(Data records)
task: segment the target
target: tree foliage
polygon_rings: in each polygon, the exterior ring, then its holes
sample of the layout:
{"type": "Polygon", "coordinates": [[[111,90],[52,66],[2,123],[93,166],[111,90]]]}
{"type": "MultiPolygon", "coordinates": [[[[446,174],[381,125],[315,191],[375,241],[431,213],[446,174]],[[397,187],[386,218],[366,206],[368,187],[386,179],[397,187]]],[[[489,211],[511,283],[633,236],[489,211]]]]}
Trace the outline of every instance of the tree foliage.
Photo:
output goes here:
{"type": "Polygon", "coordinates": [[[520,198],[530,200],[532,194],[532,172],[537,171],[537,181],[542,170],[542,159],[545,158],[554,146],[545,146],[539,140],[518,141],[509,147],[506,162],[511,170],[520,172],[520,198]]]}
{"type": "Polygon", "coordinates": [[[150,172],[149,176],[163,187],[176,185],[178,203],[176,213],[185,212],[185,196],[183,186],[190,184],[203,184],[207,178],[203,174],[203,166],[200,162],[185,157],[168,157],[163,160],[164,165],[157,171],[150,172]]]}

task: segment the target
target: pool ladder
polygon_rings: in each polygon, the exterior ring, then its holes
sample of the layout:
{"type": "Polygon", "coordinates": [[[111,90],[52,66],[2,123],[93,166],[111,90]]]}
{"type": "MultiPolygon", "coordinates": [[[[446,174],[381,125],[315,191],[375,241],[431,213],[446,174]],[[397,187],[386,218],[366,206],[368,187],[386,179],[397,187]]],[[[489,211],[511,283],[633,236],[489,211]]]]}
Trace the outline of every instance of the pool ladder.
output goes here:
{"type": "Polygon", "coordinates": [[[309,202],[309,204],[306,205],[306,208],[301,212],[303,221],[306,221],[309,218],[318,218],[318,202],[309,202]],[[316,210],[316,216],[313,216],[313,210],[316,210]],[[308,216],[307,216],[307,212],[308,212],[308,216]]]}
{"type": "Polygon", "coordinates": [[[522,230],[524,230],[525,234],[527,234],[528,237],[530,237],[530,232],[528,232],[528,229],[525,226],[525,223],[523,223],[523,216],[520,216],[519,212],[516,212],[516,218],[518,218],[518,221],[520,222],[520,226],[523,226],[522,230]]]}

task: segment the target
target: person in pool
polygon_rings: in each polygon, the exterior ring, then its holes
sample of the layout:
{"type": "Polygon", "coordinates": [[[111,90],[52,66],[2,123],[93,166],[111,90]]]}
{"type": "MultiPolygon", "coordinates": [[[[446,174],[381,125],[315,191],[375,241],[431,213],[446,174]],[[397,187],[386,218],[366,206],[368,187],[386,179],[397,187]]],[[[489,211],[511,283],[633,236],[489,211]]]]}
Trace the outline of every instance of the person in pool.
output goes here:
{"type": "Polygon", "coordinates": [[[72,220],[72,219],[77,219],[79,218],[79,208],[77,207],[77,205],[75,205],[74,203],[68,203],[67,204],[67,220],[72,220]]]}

## The problem
Quote all the records exactly, please, leaving none out.

## Response to this exercise
task: segment the target
target: tree foliage
polygon_rings: in each polygon, the exterior ring, then its holes
sample of the layout:
{"type": "Polygon", "coordinates": [[[111,90],[52,66],[2,123],[93,166],[111,90]]]}
{"type": "MultiPolygon", "coordinates": [[[[446,174],[381,125],[315,191],[375,241],[431,213],[446,174]],[[397,187],[386,218],[366,206],[368,187],[386,179],[397,187]]],[[[489,211],[511,283],[633,236],[489,211]]]]}
Trace the outline of every instance of the tree foliage.
Photo:
output goes here:
{"type": "Polygon", "coordinates": [[[520,198],[530,200],[532,194],[532,172],[537,171],[537,181],[542,170],[542,159],[545,158],[554,146],[545,146],[539,140],[518,141],[509,147],[506,162],[511,170],[520,172],[520,198]]]}
{"type": "Polygon", "coordinates": [[[150,172],[149,176],[163,187],[176,185],[178,203],[176,213],[185,212],[185,196],[183,186],[190,184],[203,184],[207,178],[203,174],[203,166],[200,162],[185,157],[168,157],[163,160],[164,165],[157,171],[150,172]]]}

task: segment the target
target: pool ladder
polygon_rings: in each polygon, the exterior ring, then its holes
sample of the layout:
{"type": "Polygon", "coordinates": [[[111,90],[52,66],[2,123],[93,166],[111,90]]]}
{"type": "MultiPolygon", "coordinates": [[[[446,174],[381,125],[315,191],[375,241],[431,213],[446,174]],[[397,187],[386,218],[366,206],[368,187],[386,179],[397,187]]],[[[489,211],[511,283],[633,236],[489,211]]]]}
Trace the outline of every instance of the pool ladder.
output goes here:
{"type": "Polygon", "coordinates": [[[309,202],[309,204],[306,205],[306,208],[301,212],[303,221],[306,221],[309,218],[318,218],[318,202],[309,202]],[[316,210],[316,216],[313,216],[313,210],[316,210]],[[308,216],[307,216],[307,212],[308,212],[308,216]]]}
{"type": "Polygon", "coordinates": [[[522,230],[524,230],[525,234],[527,234],[528,237],[530,237],[530,232],[528,232],[528,229],[525,226],[525,223],[523,223],[523,216],[520,216],[519,212],[516,212],[516,218],[518,218],[518,221],[520,222],[520,226],[523,226],[522,230]]]}

task: segment the target
target: person in pool
polygon_rings: in each polygon, the exterior ring, then its holes
sample of the layout:
{"type": "Polygon", "coordinates": [[[111,90],[52,66],[2,123],[93,166],[111,90]]]}
{"type": "MultiPolygon", "coordinates": [[[[446,174],[381,125],[315,191],[375,241],[431,213],[446,174]],[[397,187],[386,218],[366,206],[368,187],[386,179],[397,187]]],[[[489,211],[511,283],[633,236],[489,211]]]]}
Trace the outline of every instance of the person in pool.
output goes here:
{"type": "Polygon", "coordinates": [[[72,220],[72,219],[77,219],[79,218],[79,208],[77,207],[77,205],[75,205],[74,203],[68,203],[67,204],[67,220],[72,220]]]}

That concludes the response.